# Task description
Please copy, with no word changed, only the run of lines that opens with the line containing "A single point falls on each instance of the electrical" and closes with the last line below.

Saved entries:
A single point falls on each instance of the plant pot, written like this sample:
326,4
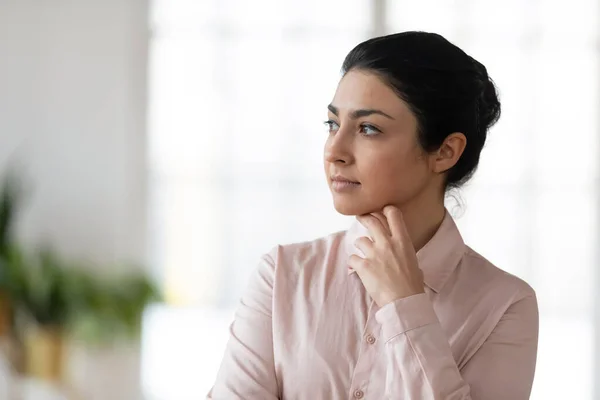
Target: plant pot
5,316
44,353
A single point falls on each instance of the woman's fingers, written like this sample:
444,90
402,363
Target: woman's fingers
365,245
374,226
395,220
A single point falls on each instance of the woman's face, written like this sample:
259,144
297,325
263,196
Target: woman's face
372,154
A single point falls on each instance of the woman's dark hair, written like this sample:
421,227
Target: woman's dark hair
447,90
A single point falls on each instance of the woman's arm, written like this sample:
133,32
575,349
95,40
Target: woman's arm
247,371
420,364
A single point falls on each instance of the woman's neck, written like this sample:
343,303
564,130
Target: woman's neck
422,220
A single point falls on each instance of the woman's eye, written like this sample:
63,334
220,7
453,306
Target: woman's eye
369,130
332,126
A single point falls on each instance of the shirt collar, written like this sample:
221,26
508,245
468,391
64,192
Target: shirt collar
437,259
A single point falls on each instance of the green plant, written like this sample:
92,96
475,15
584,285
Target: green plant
113,308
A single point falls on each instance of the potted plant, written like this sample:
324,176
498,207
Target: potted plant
47,307
9,277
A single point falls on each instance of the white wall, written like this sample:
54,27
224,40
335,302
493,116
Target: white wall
72,112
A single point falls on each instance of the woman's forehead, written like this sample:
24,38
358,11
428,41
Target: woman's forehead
363,90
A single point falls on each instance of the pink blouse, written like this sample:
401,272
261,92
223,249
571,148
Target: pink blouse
306,329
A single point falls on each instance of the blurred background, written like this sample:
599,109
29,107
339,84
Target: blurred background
160,147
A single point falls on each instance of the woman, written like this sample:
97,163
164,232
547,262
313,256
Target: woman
397,307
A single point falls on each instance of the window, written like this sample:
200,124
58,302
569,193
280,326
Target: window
237,97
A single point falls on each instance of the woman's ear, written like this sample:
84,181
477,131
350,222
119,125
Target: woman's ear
449,152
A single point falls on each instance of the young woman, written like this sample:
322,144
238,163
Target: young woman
397,307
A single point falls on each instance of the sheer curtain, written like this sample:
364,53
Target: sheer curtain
237,96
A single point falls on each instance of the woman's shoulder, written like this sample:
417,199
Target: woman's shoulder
304,256
483,272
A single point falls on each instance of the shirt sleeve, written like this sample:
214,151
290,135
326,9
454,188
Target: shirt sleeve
247,370
420,364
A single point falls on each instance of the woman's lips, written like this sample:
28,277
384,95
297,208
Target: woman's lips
343,185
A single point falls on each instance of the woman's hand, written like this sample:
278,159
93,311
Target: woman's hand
390,270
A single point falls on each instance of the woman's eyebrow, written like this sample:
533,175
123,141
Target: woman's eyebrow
355,114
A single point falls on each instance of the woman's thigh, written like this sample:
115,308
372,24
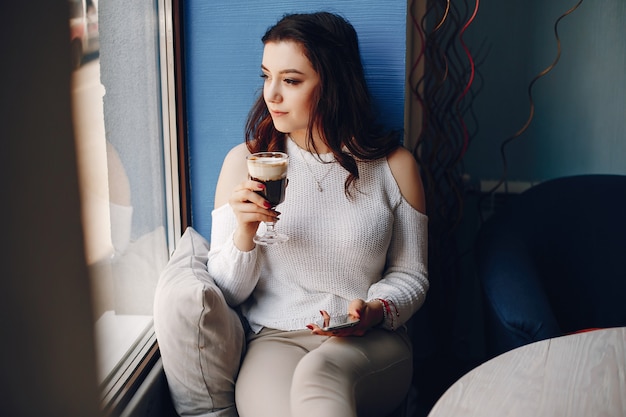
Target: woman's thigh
264,381
367,375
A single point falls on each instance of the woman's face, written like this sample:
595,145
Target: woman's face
289,87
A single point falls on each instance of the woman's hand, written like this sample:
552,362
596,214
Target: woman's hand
369,315
250,209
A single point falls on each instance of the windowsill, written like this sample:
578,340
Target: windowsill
116,336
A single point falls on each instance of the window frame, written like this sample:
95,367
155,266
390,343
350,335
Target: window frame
118,389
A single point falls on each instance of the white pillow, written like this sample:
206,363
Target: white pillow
200,337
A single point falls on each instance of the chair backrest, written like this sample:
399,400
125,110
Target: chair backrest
554,260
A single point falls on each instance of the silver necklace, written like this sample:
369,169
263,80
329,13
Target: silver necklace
318,182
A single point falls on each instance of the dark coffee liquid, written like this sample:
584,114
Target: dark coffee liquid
274,190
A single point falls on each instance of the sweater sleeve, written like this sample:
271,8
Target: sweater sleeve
235,272
405,281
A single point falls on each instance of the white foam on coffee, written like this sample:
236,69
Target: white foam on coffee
267,168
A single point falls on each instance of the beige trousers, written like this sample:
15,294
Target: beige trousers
297,374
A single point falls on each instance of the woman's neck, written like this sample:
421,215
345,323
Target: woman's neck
318,145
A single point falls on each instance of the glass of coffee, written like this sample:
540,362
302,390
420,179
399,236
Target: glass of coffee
270,168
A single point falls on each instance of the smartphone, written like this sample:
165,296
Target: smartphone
340,322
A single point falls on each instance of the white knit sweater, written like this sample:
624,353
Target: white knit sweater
339,249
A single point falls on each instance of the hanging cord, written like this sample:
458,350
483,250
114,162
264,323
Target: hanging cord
507,141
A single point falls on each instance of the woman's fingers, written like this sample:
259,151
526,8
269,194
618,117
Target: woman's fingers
250,207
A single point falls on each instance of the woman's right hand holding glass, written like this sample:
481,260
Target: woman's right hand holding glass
250,210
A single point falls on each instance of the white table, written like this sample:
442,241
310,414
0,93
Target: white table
581,375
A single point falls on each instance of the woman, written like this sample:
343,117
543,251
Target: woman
357,235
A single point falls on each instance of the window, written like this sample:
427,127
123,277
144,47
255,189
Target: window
125,127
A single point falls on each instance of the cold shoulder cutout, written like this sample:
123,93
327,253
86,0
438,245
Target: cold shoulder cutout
406,172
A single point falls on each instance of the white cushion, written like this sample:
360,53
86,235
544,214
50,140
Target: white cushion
200,337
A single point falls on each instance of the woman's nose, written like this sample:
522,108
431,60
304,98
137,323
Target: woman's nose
272,93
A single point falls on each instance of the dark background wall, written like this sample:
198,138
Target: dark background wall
580,106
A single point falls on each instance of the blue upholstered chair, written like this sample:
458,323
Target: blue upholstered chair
554,261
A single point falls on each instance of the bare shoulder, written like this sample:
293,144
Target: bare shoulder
234,171
407,175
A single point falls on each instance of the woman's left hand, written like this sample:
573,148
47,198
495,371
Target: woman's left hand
369,315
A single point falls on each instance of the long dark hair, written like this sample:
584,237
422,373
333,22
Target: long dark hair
343,107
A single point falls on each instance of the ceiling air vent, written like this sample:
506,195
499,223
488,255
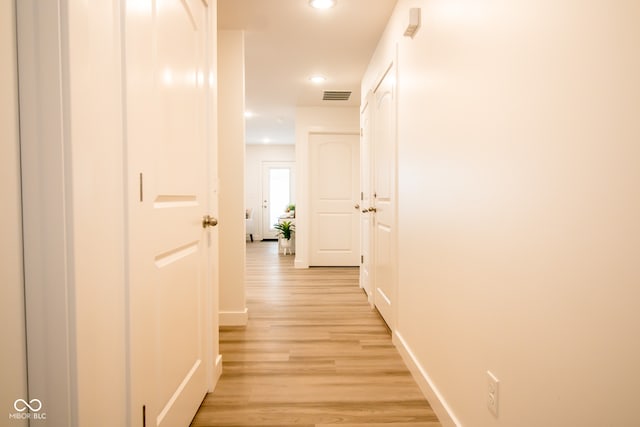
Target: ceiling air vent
336,95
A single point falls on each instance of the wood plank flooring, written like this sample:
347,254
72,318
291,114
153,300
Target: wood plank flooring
312,354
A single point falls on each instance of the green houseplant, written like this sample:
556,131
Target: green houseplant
285,229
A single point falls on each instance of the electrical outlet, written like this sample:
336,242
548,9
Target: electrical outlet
492,393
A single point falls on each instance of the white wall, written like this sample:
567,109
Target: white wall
314,120
233,309
13,358
518,207
255,156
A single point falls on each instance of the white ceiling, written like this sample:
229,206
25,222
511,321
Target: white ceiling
287,41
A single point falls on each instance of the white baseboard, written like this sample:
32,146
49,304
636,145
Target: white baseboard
437,402
300,263
218,369
234,318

# Answer below
A single point falls on each instance of the electrical outlet, written like this sample:
336,242
548,9
Target: electrical outlet
492,393
A single point falls on each instance of the white wall, written like this sample:
567,109
Target: white wall
314,120
233,309
13,358
518,207
255,156
A single point falls on each instance of the white ceiling, written like this sample:
229,206
25,222
511,321
Target: white ceiling
287,41
A single point falls on each instance of the white baseboard, written like this sample:
32,146
49,304
636,145
Target: white baseboard
437,402
300,263
218,369
234,318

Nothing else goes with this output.